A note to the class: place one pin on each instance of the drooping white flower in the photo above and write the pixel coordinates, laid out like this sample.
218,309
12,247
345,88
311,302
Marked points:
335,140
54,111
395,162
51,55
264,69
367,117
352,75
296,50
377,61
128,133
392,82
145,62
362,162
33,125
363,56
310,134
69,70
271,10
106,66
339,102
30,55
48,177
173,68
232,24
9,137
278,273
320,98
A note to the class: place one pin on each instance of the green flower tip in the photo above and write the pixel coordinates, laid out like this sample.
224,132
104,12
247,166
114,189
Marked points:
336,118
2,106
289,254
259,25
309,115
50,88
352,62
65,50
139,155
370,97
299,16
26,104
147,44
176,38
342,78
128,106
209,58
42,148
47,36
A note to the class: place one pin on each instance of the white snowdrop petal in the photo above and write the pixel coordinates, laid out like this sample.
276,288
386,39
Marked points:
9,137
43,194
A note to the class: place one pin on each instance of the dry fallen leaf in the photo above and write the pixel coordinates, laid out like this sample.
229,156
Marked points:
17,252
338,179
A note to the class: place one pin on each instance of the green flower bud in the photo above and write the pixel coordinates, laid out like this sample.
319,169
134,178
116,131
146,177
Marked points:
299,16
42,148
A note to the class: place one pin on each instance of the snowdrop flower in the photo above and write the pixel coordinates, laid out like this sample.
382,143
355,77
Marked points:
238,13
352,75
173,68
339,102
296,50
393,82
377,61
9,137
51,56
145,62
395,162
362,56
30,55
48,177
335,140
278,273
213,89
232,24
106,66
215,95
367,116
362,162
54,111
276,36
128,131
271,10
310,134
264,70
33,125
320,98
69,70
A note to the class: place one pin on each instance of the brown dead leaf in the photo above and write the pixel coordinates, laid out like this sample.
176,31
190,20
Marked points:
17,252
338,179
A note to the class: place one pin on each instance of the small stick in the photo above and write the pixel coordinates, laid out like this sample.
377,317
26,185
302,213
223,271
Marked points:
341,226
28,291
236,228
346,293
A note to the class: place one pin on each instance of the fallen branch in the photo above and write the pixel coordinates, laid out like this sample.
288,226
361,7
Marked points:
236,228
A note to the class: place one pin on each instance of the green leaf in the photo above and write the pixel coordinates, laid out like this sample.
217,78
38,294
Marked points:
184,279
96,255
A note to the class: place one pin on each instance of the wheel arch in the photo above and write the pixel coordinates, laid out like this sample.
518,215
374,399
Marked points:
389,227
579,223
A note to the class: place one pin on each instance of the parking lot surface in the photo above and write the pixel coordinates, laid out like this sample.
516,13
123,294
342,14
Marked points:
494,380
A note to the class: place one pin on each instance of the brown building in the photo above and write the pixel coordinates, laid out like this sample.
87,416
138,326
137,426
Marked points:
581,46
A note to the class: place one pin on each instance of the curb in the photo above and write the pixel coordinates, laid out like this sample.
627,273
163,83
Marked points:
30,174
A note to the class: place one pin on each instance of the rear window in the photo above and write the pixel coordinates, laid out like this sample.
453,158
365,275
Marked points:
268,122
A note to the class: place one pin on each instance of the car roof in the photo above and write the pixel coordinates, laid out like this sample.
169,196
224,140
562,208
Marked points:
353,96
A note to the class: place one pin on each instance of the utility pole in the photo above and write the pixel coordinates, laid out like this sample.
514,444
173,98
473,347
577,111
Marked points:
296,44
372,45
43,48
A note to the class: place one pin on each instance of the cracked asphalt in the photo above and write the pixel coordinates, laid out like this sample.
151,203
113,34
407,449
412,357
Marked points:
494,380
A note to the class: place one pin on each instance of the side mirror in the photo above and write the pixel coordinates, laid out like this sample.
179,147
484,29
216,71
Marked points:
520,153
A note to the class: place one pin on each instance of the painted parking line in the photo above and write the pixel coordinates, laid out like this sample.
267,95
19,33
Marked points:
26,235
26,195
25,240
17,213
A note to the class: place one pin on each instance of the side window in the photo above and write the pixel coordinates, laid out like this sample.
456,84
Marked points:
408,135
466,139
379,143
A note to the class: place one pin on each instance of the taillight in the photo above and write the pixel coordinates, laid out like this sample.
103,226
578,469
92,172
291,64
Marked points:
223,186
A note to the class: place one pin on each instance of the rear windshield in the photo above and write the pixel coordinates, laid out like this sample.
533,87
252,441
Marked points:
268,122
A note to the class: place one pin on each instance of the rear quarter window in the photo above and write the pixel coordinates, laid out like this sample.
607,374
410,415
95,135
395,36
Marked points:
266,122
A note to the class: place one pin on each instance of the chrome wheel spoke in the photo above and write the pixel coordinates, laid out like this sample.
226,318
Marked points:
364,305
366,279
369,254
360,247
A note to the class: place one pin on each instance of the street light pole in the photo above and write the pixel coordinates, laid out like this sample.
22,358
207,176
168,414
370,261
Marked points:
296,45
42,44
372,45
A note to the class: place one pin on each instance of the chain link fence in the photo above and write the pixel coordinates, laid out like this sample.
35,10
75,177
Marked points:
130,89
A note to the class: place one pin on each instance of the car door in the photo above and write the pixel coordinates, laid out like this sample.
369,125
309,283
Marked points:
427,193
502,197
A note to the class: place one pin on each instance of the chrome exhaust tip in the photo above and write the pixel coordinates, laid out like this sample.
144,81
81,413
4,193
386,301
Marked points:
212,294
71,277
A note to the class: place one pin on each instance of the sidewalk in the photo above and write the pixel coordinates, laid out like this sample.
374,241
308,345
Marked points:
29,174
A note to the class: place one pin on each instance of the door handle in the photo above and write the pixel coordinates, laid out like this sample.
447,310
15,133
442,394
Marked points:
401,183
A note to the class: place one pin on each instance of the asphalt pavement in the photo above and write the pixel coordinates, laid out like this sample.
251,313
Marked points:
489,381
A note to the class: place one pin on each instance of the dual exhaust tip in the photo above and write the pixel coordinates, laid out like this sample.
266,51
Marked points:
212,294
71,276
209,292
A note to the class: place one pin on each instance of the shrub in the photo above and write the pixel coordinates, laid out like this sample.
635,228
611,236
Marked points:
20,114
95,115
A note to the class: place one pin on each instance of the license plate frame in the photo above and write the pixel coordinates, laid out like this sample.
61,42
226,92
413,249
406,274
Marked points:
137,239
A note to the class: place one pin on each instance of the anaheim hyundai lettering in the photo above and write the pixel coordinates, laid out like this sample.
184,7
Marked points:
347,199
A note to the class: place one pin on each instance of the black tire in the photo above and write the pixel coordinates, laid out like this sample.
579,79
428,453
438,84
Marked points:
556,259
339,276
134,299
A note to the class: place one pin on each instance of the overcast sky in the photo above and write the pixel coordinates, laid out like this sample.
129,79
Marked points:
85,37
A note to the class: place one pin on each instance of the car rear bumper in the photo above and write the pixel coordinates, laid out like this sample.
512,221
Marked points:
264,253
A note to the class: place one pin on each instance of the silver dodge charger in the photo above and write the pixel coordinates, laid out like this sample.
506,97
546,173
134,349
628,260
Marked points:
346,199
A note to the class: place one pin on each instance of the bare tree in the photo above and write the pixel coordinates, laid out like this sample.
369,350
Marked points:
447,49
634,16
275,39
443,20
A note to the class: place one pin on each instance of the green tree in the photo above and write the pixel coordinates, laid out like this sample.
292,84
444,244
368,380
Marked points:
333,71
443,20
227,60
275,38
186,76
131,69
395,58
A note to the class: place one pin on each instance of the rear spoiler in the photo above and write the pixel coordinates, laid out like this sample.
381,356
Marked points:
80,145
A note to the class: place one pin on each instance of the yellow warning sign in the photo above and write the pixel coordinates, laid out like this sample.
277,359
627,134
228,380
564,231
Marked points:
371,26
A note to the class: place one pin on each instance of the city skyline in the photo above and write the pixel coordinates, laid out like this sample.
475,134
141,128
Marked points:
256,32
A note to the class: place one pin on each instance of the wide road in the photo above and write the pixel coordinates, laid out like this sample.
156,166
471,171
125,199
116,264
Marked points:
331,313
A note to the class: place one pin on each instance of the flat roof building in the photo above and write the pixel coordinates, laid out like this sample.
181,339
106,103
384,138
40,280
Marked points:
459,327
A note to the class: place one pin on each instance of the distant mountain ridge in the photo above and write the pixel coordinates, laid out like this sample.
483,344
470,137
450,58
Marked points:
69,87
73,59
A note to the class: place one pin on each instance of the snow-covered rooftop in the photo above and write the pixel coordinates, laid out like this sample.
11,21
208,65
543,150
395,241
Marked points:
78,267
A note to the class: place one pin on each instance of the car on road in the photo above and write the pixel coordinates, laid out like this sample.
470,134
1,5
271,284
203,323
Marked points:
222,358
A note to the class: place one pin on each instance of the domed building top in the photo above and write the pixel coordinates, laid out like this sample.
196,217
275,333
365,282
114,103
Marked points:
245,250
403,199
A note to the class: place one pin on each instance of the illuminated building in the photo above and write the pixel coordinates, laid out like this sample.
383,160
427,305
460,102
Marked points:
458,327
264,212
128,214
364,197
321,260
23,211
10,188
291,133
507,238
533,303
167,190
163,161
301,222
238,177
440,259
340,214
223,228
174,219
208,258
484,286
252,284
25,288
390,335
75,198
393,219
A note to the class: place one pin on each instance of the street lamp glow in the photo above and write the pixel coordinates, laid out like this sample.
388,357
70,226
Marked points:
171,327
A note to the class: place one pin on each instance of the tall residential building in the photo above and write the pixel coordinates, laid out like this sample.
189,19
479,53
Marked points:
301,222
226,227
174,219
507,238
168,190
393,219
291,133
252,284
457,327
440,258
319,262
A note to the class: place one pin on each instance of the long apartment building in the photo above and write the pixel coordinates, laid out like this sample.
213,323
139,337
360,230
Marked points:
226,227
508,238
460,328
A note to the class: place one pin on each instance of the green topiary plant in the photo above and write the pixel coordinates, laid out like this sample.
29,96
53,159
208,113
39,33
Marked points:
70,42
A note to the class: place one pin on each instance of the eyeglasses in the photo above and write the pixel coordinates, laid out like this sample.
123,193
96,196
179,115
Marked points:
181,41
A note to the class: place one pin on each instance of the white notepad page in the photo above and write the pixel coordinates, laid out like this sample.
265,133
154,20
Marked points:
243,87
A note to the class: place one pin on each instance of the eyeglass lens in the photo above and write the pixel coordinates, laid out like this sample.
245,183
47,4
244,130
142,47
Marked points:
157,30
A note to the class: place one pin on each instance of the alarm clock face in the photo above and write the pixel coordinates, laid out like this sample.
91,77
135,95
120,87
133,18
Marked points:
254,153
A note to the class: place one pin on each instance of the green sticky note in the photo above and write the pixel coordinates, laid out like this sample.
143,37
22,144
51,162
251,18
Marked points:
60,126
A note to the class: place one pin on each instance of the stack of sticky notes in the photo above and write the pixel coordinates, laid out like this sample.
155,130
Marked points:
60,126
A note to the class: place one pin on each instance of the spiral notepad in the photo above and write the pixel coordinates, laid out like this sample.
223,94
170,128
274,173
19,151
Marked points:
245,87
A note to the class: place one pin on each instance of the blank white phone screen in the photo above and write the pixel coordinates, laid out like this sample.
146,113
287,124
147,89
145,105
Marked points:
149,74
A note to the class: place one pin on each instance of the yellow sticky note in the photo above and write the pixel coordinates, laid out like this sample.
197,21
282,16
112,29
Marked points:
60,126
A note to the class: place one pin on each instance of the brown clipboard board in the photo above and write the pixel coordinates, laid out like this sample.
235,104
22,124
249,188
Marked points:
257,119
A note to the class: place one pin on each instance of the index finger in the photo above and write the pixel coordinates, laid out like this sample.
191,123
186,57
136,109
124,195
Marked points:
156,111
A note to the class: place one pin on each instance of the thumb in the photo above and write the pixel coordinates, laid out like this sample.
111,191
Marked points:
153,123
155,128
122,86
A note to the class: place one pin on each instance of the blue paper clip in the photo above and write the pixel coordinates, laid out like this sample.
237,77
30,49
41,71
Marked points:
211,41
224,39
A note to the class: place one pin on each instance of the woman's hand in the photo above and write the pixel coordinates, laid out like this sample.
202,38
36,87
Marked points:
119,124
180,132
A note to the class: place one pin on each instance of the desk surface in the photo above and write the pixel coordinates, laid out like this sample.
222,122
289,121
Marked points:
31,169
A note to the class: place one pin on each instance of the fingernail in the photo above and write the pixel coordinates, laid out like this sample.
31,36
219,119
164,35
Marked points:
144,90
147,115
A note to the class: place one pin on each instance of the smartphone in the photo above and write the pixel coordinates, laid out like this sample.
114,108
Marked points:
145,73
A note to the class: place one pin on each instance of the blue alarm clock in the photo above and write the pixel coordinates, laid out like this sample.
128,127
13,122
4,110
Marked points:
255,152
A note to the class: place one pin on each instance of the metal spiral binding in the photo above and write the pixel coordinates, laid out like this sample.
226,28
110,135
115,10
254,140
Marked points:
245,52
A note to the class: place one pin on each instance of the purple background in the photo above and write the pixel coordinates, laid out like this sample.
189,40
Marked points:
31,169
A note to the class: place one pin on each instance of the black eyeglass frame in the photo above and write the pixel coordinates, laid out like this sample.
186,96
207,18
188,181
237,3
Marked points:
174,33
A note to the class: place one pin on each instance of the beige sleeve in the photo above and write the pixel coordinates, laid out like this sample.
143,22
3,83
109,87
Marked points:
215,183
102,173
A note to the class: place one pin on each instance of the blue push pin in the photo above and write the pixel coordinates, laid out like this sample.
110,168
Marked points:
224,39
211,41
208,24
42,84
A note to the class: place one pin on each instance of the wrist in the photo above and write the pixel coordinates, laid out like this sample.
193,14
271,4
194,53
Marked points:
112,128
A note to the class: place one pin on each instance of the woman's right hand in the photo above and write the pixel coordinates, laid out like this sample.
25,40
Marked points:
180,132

* EXERCISE AIM: Repeat only the stretch of lines starting at the one containing "of the metal" and running to the final line of the entries above.

* FINAL RESULT:
A note to the class: place one pin on each instance of the metal spiral binding in the photo above and write the pixel coordinates, laid out like this sample.
226,28
110,135
115,10
254,140
Marked points:
245,52
A note to the class: place one pin on each instance of the purple background in the photo above and write the pixel coordinates, laid out like this sample.
189,40
Marked points:
31,169
A note to the class: place one pin on each instance of the black eyeglass frame in the photo above and write the pixel coordinates, laid out like this sample.
186,96
207,18
188,181
237,3
Marked points:
174,33
A note to the class: place one pin on each instance of the beige sleeve in the photo above and write the pixel coordinates, laid out like this sample.
143,22
3,83
109,87
Marked points:
215,183
102,173
A note to the class: place one pin on each instance of the blue push pin in the photo above and write the pixel coordinates, laid out like this sample.
110,168
Marked points:
224,39
211,41
208,24
42,84
A note to the class: place one pin on each instance of the wrist in the photo above and write the pixel coordinates, laid out like this sample.
193,14
271,4
194,53
Marked points:
112,128
A note to the class: place one pin on each instance of the woman's right hand in the photo above and write the pixel coordinates, laid out like this sample.
25,40
Marked points:
180,132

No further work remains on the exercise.